───── Passage shown ─────

Inference for a Population Proportion (HT for 1 Proportion)

Now we get to the good stuff! We will need to know how to label the null and alternative hypothesis, calculate the test statistic, and then reach our conclusion using the critical value method or the p-value method.

The Test Statistic for a 1 Proportion Test:

[latex]z = \displaystyle \frac{\hat{p} - p}{\sqrt{\frac{p \times q}{n}}}[/latex]

What the different symbols mean:

[latex]x[/latex] is the number of successes or observations (not always needed)

[latex]n[/latex] is the sample size (number of people, items, etc… in the study)

[latex]p[/latex] is the population proportion, this will be used in the null and alternative hypotheses as well

[latex]\hat{p}[/latex] is the sample proportion (or percentage), given by [latex]\hat{p} = \frac{x}{n}[/latex]

[latex]q[/latex] is what is left over from the population proportion (or percentage), given by [latex]q = 1 - p[/latex]

[latex]\alpha[/latex] is the significance level, usually given within the problem, or if not given, we assume it to be 5% or 0.05

Assumptions when conducting a 1 Proportion Test:

• We have a simple random sample
• The binomial distribution is in effect
  • Fixed number of trials
  • Trials are independent
  • Two categories for outcomes
  • Probabilities constant for each trial
• There are at least 5 successes and at least 5 failures
• [latex]np \ge 5[/latex] and [latex]nq \ge 5[/latex]

Steps to conduct the 1 Proportion Test:

• Identify all the symbols listed above (all the stuff that will go into the formulas). This includes [latex]x[/latex] (if necessary), [latex]n[/latex], [latex]\hat{p}[/latex], [latex]p[/latex], [latex]q[/latex], and [latex]\alpha[/latex]
• Identify the null and alternative hypotheses
• Calculate the test statistic, [latex]z = \displaystyle \frac{\hat{p} - p}{\sqrt{\frac{p \times q}{n}}}[/latex]
• Find the critical value(s) OR the p-value OR both
• Apply the Decision Rule
• Write up a conclusion for the test

Example 1: Flint River Water Safety

Adapted from the Skew The Script curriculum (skewthescript.org), licensed under CC BY-NC-Sa 4.0

A few years back, there was a lot of news surrounding the use of the Flint River as a water Source. Researchers claimed the new water from the Flint River was responsible corroded pipes, allowing lead to get into the water. Among many other side effects, ingesting lead can hurt children’s brain development. According to EPA regulations, if more than 10% of homes in a city have high lead content in their water (>15 parts per billion), then the city’s water supply is deemed unsafe. A Virginia Tech study from 2015 randomly sampled water from 252 homes in Flint. Of those, 42 had high lead content. Is there convincing statistical evidence that the Flint water system is unsafe?

─────

**Exercise task 1**
Can you reproduce the one-proportion test lesson word for word, starting with "Example 1: Flint" and going on through "system is unsafe?"?
**Exercise task 2**
How would you sum up the one-proportion test lesson in two sentences?
The data after this point isn't needed for anything here.

───── Extracted information ─────

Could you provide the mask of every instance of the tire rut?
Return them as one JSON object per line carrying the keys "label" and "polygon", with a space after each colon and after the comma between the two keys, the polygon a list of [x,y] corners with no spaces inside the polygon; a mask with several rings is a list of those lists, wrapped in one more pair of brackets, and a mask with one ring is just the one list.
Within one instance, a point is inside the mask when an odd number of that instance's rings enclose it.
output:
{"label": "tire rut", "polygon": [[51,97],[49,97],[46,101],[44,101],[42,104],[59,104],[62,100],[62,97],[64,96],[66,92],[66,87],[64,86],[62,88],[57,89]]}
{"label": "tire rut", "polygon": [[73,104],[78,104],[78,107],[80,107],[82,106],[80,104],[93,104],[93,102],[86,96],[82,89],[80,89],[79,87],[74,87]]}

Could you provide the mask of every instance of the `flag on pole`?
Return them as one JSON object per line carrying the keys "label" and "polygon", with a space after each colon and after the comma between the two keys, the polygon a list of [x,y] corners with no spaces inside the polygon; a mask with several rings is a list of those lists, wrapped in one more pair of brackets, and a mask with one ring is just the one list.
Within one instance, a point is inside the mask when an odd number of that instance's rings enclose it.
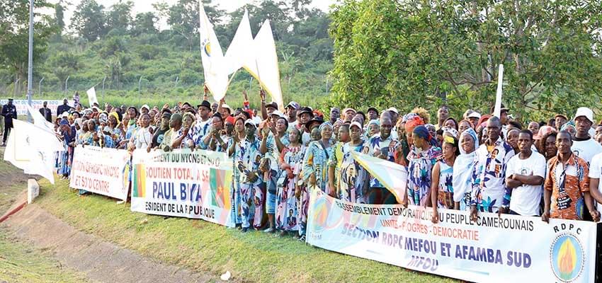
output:
{"label": "flag on pole", "polygon": [[251,74],[257,74],[255,54],[249,52],[249,47],[253,45],[253,35],[251,33],[251,24],[249,22],[249,12],[244,9],[244,14],[224,57],[227,66],[226,74],[232,74],[241,67]]}
{"label": "flag on pole", "polygon": [[280,85],[280,70],[278,69],[278,57],[276,54],[276,45],[272,34],[270,20],[266,20],[254,40],[255,45],[255,63],[257,73],[251,74],[259,81],[259,83],[276,101],[280,110],[284,110],[282,98],[282,89]]}
{"label": "flag on pole", "polygon": [[96,90],[93,86],[86,91],[86,93],[88,93],[88,103],[90,104],[90,106],[93,105],[94,103],[98,104],[98,100],[96,99]]}
{"label": "flag on pole", "polygon": [[39,175],[55,183],[54,156],[64,151],[53,133],[27,122],[13,120],[13,128],[4,150],[4,161],[25,174]]}
{"label": "flag on pole", "polygon": [[228,89],[228,75],[223,66],[224,54],[217,41],[213,25],[209,21],[203,1],[198,1],[199,33],[200,33],[200,59],[205,75],[205,84],[213,95],[213,99],[219,101],[226,96]]}
{"label": "flag on pole", "polygon": [[499,64],[499,71],[497,74],[497,91],[495,94],[495,108],[494,116],[499,117],[501,115],[501,83],[504,81],[504,65]]}
{"label": "flag on pole", "polygon": [[402,203],[406,194],[408,171],[405,167],[385,159],[351,151],[351,156],[373,177],[389,190],[397,202]]}
{"label": "flag on pole", "polygon": [[33,125],[36,127],[45,130],[51,134],[55,134],[55,125],[47,121],[46,118],[44,116],[42,116],[42,113],[38,111],[35,111],[31,105],[26,105],[27,110],[29,112],[29,115],[31,115],[31,117],[33,118]]}

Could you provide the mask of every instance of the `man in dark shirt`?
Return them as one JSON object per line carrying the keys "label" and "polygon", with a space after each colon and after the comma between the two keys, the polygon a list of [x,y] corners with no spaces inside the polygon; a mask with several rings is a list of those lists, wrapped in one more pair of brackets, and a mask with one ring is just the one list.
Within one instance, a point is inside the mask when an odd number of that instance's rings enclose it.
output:
{"label": "man in dark shirt", "polygon": [[4,145],[11,129],[13,128],[13,119],[17,118],[17,108],[13,105],[13,98],[8,98],[8,103],[2,106],[1,115],[4,117],[4,131],[2,134],[2,145]]}
{"label": "man in dark shirt", "polygon": [[67,105],[67,98],[63,99],[63,105],[57,108],[57,117],[60,116],[64,112],[69,112],[71,110],[72,107]]}
{"label": "man in dark shirt", "polygon": [[46,121],[52,122],[52,112],[50,111],[50,108],[48,108],[47,106],[48,102],[44,101],[43,107],[40,108],[40,114],[42,114],[42,116],[44,116]]}

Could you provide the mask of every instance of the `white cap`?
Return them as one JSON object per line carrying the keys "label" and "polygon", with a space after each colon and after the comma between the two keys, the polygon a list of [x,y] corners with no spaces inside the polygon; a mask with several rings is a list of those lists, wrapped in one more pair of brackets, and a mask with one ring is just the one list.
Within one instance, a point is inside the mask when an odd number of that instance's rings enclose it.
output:
{"label": "white cap", "polygon": [[360,131],[363,129],[363,127],[362,127],[362,125],[360,124],[360,122],[358,122],[358,121],[352,122],[351,125],[349,125],[349,129],[351,129],[351,127],[353,127],[353,126],[356,126],[357,127],[360,128]]}
{"label": "white cap", "polygon": [[477,111],[473,111],[472,113],[468,115],[468,117],[467,117],[467,118],[481,119],[481,115],[479,114],[479,112]]}
{"label": "white cap", "polygon": [[232,111],[232,108],[228,105],[226,103],[222,104],[222,108],[226,108],[230,110],[230,114],[232,114],[234,111]]}
{"label": "white cap", "polygon": [[271,115],[278,115],[278,117],[282,117],[282,118],[285,117],[284,116],[284,114],[283,114],[281,112],[280,112],[280,111],[278,111],[278,110],[274,110],[274,112],[273,112]]}
{"label": "white cap", "polygon": [[589,122],[594,123],[594,111],[586,107],[580,107],[577,109],[577,112],[575,113],[575,119],[577,117],[584,116]]}
{"label": "white cap", "polygon": [[257,127],[257,125],[256,125],[255,124],[255,122],[254,122],[252,120],[251,120],[251,119],[247,119],[246,121],[244,121],[244,125],[245,125],[245,126],[246,126],[247,125],[252,125],[253,127],[255,127],[256,128]]}

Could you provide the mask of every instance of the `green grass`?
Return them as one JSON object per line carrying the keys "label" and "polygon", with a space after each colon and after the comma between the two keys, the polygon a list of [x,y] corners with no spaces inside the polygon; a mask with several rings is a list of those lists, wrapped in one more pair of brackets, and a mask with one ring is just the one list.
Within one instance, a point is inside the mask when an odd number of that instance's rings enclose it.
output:
{"label": "green grass", "polygon": [[43,252],[11,238],[0,230],[0,282],[84,282],[86,277],[62,267]]}
{"label": "green grass", "polygon": [[38,202],[87,233],[163,262],[200,272],[229,270],[244,282],[453,282],[393,265],[201,220],[146,215],[100,195],[80,197],[59,180],[42,181]]}

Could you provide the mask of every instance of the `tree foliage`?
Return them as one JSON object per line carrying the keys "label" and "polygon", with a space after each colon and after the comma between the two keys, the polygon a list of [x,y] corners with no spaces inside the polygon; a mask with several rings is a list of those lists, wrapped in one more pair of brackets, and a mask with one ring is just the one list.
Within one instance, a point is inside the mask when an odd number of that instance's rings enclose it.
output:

─────

**Expected output 1**
Example 1: Flint River Water Safety

Adapted from the Skew The Script curriculum (skewthescript.org), licensed under CC BY-NC-Sa 4.0

A few years back, there was a lot of news surrounding the use of the Flint River as a water Source. Researchers claimed the new water from the Flint River was responsible corroded pipes, allowing lead to get into the water. Among many other side effects, ingesting lead can hurt children’s brain development. According to EPA regulations, if more than 10% of homes in a city have high lead content in their water (>15 parts per billion), then the city’s water supply is deemed unsafe. A Virginia Tech study from 2015 randomly sampled water from 252 homes in Flint. Of those, 42 had high lead content. Is there convincing statistical evidence that the Flint water system is unsafe?

**Expected output 2**
The lesson explains how to test a claim about one population proportion: identify the null and alternative hypotheses, compute the z test statistic from the sample proportion, the population proportion, q = 1 − p, and the sample size, and then reach a conclusion with the critical value or p-value method. The test assumes a simple random sample, binomial conditions, and at least 5 successes and 5 failures, and the lesson introduces an example in which a 2015 Virginia Tech study found high lead content in 42 of 252 sampled Flint homes, which raises the question of whether the water system is unsafe under the EPA's 10% threshold.